• _Exercise text_:
= = =

But the art and the writing are bad even by the standards of early comic books, and his costume is as minimalistic as the Sub-Mariner's. The only thing I like about him is his bow and arrow: a long-range weapon makes sense for someone who flies.

More about the Bird Man:

Don Markstein's Toonopedia: The Bird Man

The Golden Age Bird Man

Buckskin, when described, sounds less interesting than Bird Man:
Seeking to inspire his students, Robert Blake wears a blue buckskin costume and mask, becoming the hero known as Buckskin (or sometimes Buck Skin Blake). Trained by his grandfather, a former Indian scout, he has no powers but is a skilled fighter and woodsman. He was sometimes aided by his trained eagle, Talon.
But he had better artists and writers, and perhaps more importantly, a better costume. If I was writing a story using Golden Age superheroes of color, I might find a way to merge these two, maybe by giving the Bird Man Buckskin's costume and pet eagle. Or maybe I wouldn't. The Bird Man and Buckskin are essentially Native versions of Hawkman and Wildcat. They could make a fine team.

One of Buckskin's stories (which I hate for its anti-union jingoism) is reprinted here: Four-Color Shadows: Buckskin-Super Mystery Comics-1942.


Forgotten Asian superheroes: Alani the South Sea Girl and Mei-Ling the Girl Commando

Technically, Alani the South Sea Girl and Mei-Ling the Girl Commando are both pulp heroes or action heroes rather than superheroes, but in the colloquial sense, they count: they wore distinctive clothing and fought for justice. If Tarzan and Blackhawk are superheroes, Alani and Mei-Ling are too. If you think I'm cheating by including a jungle hero and a paramilitary hero in this series, that's fine—but I'll note that in the comics, jungle heroes and paramilitary heroes often fight beside characters who meet anyone's definition of a superhero, and in cases like the Black Panther and the Punisher, they blur the lines or shatter them.

Alani the South Sea Girl was drawn by one of comics' first black artists, the great Matt Baker. She was an early eco-heroine; as noted at South Sea Girl, she...
...was the ruler and protector of a chain of volcanic tropical islands in the South Pacific called the Vanishing Isles. She teamed up with Captain Ted to prevent oil tycoons from taking over her islands. She has no powers, but is strong enough to swim through a typhoon, can kill a shark easily, and is a knowledgeable mariner.
Though Alani is colored "white", the dialogue makes it clear she is not. In Seven Seas #4, Alani has agreed to replace a prima donna actress in a movie. When the actress tries to kill Alani, Cheeta, Alani's pet jungle cat that the actress has abused, attacks the actress. A bystander shouts, "He'll kill the white woman!" Referring to the actress as a white woman only makes sense if no one thinks Alani is white.

= = =

• _Records supplied_:
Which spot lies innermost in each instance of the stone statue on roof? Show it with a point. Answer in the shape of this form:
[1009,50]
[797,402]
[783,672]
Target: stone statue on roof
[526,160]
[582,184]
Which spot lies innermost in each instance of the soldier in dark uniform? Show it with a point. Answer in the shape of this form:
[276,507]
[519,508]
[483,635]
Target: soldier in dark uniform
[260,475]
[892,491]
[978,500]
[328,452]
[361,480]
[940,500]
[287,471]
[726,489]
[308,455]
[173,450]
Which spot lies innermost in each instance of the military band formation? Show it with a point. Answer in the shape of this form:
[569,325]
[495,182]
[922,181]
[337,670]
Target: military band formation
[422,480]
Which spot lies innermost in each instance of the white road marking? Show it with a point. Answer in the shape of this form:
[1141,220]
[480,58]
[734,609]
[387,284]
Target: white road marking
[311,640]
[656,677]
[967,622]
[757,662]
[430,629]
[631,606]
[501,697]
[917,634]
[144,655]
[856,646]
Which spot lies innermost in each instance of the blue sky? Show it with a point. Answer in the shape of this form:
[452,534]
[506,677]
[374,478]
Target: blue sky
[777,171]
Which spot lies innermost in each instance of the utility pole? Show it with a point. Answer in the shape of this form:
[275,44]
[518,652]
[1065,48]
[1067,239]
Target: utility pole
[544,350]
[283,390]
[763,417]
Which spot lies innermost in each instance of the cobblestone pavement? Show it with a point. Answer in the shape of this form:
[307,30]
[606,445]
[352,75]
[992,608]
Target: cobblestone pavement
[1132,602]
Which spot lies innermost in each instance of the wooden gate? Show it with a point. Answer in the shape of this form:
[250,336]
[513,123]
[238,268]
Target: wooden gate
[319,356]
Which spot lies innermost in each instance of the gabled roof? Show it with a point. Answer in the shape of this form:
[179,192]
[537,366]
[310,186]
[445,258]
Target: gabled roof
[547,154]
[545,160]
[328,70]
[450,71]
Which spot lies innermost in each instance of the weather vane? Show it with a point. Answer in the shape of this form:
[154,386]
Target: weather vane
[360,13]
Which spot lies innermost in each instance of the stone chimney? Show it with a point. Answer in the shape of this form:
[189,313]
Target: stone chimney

= = =

• _Problem to solve_:
Rewrite the Buckskin text starting with "Buckskin, when described, sounds" and going on through "trained eagle, Talon.", changing "grandfather" to "uncle".

• _Output of the exercise_:
Buckskin, when described, sounds less interesting than Bird Man:
Seeking to inspire his students, Robert Blake wears a blue buckskin costume and mask, becoming the hero known as Buckskin (or sometimes Buck Skin Blake). Trained by his uncle, a former Indian scout, he has no powers but is a skilled fighter and woodsman. He was sometimes aided by his trained eagle, Talon.